* [GOAL OF THE EXERCISE]: Each entry here is to be restated word for word.

-- EXCERPTED DATA follows --

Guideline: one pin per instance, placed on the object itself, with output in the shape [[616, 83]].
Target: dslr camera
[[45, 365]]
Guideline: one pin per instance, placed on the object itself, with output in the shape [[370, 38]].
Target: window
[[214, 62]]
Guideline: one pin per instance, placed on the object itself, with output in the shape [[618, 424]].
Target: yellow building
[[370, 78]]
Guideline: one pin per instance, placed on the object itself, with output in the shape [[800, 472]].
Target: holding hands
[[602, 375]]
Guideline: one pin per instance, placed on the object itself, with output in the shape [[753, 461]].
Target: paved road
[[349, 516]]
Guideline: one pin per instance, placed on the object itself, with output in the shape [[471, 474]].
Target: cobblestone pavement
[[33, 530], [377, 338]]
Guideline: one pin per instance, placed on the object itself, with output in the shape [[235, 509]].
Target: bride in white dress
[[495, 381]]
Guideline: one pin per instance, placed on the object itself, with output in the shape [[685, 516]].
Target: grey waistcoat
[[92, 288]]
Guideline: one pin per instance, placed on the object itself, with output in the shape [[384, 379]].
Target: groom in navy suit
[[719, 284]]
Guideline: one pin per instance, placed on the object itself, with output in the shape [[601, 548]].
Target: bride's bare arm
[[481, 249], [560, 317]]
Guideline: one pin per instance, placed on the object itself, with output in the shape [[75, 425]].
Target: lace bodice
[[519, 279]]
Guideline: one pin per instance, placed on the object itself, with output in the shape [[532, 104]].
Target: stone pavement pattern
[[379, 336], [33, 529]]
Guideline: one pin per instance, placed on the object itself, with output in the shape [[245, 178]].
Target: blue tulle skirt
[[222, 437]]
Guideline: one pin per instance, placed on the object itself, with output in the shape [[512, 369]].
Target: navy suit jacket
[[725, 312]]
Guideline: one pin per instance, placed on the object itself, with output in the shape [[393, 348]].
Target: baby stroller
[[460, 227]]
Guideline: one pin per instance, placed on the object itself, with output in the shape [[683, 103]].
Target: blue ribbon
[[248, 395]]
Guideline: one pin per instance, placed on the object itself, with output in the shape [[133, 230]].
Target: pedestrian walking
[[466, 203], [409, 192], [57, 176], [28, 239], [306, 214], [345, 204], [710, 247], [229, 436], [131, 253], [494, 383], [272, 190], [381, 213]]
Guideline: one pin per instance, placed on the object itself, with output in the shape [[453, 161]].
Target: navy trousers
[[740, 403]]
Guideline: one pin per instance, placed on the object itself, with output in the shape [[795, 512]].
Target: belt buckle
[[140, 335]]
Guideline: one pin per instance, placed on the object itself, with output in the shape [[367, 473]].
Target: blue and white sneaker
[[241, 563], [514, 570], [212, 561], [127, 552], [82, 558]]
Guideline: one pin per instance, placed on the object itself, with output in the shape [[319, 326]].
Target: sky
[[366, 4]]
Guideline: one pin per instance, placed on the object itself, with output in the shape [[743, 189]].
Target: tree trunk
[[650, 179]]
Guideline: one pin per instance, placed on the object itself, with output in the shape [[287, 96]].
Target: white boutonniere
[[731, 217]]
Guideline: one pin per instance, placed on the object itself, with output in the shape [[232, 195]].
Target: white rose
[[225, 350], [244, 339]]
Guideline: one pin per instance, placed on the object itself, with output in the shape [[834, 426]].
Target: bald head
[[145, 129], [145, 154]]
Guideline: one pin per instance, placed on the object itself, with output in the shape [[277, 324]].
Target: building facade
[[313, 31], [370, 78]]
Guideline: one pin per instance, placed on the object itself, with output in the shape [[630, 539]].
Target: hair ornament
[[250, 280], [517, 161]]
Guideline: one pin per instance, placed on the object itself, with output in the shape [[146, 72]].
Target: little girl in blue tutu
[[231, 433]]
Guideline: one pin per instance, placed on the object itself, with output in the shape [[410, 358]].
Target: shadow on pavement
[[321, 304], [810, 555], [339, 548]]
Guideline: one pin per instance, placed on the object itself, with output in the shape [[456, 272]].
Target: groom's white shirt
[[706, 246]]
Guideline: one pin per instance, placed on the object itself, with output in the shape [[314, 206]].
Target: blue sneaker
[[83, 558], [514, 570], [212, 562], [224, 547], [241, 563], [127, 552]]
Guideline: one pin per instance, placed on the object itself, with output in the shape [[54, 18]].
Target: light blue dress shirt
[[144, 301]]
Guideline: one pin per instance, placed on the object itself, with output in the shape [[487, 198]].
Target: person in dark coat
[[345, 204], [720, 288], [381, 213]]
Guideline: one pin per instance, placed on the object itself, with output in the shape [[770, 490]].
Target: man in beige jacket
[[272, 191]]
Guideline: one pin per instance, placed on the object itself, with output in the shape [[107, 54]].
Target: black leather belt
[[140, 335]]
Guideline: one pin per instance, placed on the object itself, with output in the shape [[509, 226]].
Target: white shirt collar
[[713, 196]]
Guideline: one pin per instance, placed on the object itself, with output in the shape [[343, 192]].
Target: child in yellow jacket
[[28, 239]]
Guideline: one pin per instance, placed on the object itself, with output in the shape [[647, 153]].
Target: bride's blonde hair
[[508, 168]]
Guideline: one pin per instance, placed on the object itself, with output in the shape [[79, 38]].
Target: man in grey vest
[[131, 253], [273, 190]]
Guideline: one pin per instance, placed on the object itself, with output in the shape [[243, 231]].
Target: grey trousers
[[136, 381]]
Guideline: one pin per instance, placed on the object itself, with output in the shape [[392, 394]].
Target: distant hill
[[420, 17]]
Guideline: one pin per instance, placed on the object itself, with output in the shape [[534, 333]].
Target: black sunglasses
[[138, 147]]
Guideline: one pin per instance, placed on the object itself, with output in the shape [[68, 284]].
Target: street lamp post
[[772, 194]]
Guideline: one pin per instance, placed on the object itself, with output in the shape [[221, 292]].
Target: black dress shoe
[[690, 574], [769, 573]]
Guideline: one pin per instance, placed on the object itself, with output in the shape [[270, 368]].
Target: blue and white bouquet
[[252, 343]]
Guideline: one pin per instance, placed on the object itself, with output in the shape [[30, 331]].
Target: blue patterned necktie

-- EXCERPTED DATA concluded --

* [RESPONSE TO THE TASK]:
Guideline: one pin per instance, placed on the object itself, with output in the shape [[616, 83]].
Target: dslr camera
[[45, 365]]
Guideline: one pin per instance, placed on the object itself, with output in the shape [[370, 38]].
Target: window
[[214, 62]]
Guideline: one pin per instance, placed on the object itself, with output in the shape [[618, 424]].
Target: yellow building
[[370, 78]]
Guideline: one pin per instance, placed on the object itself, with output in the shape [[800, 472]].
Target: holding hands
[[602, 375]]
Guideline: one pin per instance, placed on the object itself, with output in the shape [[753, 461]].
Target: paved road
[[349, 516]]
Guideline: one pin per instance, placed on the object itself, with output in the shape [[471, 474]].
Target: cobblestone pavement
[[33, 530], [377, 338]]
Guideline: one pin per instance, placed on the object itself, with output in the shape [[235, 509]].
Target: bride in white dress
[[495, 381]]
Guideline: one pin per instance, placed on the object itself, with output in the shape [[685, 516]].
Target: grey waistcoat
[[92, 288]]
Guideline: one pin per instance, placed on the object itself, with output in the shape [[384, 379]].
Target: groom in navy suit
[[719, 284]]
Guideline: one pin per instance, placed on the object itself, with output in the shape [[601, 548]].
Target: bride's bare arm
[[481, 249], [560, 317]]
Guideline: one pin per instance, placed on the object itself, with output in the shape [[75, 425]].
Target: lace bodice
[[519, 279]]
Guideline: one pin per instance, placed on the object itself, with output in the shape [[532, 104]].
Target: stone pavement pattern
[[379, 336], [33, 529]]
Guideline: one pin per instance, placed on the object itself, with output in the shape [[245, 178]].
Target: blue tulle skirt
[[222, 437]]
Guideline: one pin per instance, placed on the object itself, with output in the shape [[512, 369]].
Target: navy suit jacket
[[725, 312]]
Guideline: one pin per instance, placed on the object itself, with output in the shape [[393, 348]].
Target: baby stroller
[[460, 227]]
Guideline: one pin per instance, placed on the object itself, with output in the shape [[683, 103]].
Target: blue ribbon
[[248, 395]]
Guideline: one pin per instance, placed on the object itself, with output in the shape [[133, 230]].
Target: pedestrian walking
[[466, 203], [409, 192], [57, 176], [28, 239], [306, 214], [345, 204], [710, 247], [229, 436], [131, 253], [494, 383], [272, 190], [381, 213]]
Guideline: one pin per instance, placed on the object itself, with output in the shape [[453, 161]].
Target: navy trousers
[[740, 403]]
Guideline: one pin per instance, placed on the object itself, with output in the shape [[795, 512]].
Target: belt buckle
[[140, 335]]
Guideline: one pin per instance, placed on the object itself, with output in the shape [[367, 473]].
Target: blue and white sneaker
[[241, 563], [514, 570], [212, 561], [127, 552], [82, 558]]
Guideline: one pin per instance, placed on the object itself, with output in the shape [[319, 326]].
Target: sky
[[366, 4]]
Guideline: one pin per instance, placed on the object itself, with output in the shape [[743, 189]].
Target: tree trunk
[[650, 179]]
Guideline: one pin per instance, placed on the object itself, with output in the shape [[287, 96]].
Target: white boutonniere
[[731, 217]]
Guideline: one pin per instance, placed on the object itself, with output in the shape [[232, 195]].
Target: white rose
[[225, 350], [244, 339]]
Guideline: one pin per instance, placed on the object itself, with output in the shape [[834, 426]].
Target: bald head
[[145, 129], [145, 154]]
Guideline: one pin per instance, placed on the object itself, with output in the shape [[277, 324]].
Target: building facade
[[313, 31], [370, 78]]
Guideline: one pin per instance, placed on the object itself, with output in the shape [[630, 539]].
Target: hair ornament
[[250, 280], [517, 161]]
Guideline: one pin per instance, placed on the object itself, with output in the shape [[146, 72]].
Target: little girl in blue tutu
[[231, 433]]
Guideline: one pin per instance, placed on the object itself, with output in the shape [[410, 358]].
Target: shadow on pavement
[[321, 304], [810, 555], [339, 548]]
Guideline: one pin per instance, placed on the object itself, with output in the shape [[456, 272]].
Target: groom's white shirt
[[706, 246]]
Guideline: one pin per instance, placed on the object itself, with output in the shape [[314, 206]].
Target: blue sneaker
[[83, 558], [514, 570], [212, 562], [224, 547], [241, 563], [127, 552]]
Guideline: one pin per instance, placed on the object itself, with output in the shape [[54, 18]].
Target: light blue dress shirt
[[144, 301]]
Guideline: one pin per instance, placed on the object itself, with output in the shape [[487, 198]].
Target: person in dark coat
[[345, 204], [720, 288], [381, 213]]
Guideline: one pin per instance, placed on the object itself, with output in the shape [[770, 490]].
Target: man in beige jacket
[[272, 191]]
Guideline: one pin per instance, placed on the object itself, with output in the shape [[107, 54]].
Target: black leather belt
[[140, 335]]
Guideline: one pin per instance, placed on the object itself, with output in the shape [[509, 226]].
Target: white shirt collar
[[713, 196]]
Guideline: one pin per instance, placed on the object itself, with output in the shape [[343, 192]].
Target: child in yellow jacket
[[28, 239]]
Guideline: one pin per instance, placed on the object itself, with output in the shape [[647, 153]].
Target: bride's blonde hair
[[508, 168]]
Guideline: one pin per instance, placed on the object itself, with output in the shape [[79, 38]].
Target: man in grey vest
[[131, 253], [273, 190]]
Guideline: one pin per instance, placed on the object itself, with output in the shape [[243, 231]].
Target: grey trousers
[[136, 381]]
Guideline: one pin per instance, placed on the object itself, with output in the shape [[392, 394]].
Target: distant hill
[[420, 17]]
Guideline: one pin per instance, placed on the object itself, with output in the shape [[534, 333]].
Target: black sunglasses
[[138, 147]]
Guideline: one pin per instance, placed on the object itself, with output in the shape [[68, 284]].
Target: street lamp post
[[772, 194]]
Guideline: one pin per instance, placed on the object itself, with output in the shape [[221, 292]].
Target: black dress shoe
[[690, 574], [769, 573]]
Guideline: one pin per instance, placed on the object itself, with output in the shape [[270, 368]].
Target: blue and white bouquet
[[252, 343]]
Guideline: one pin per instance, placed on the object itself, with output in the shape [[30, 331]].
Target: blue patterned necktie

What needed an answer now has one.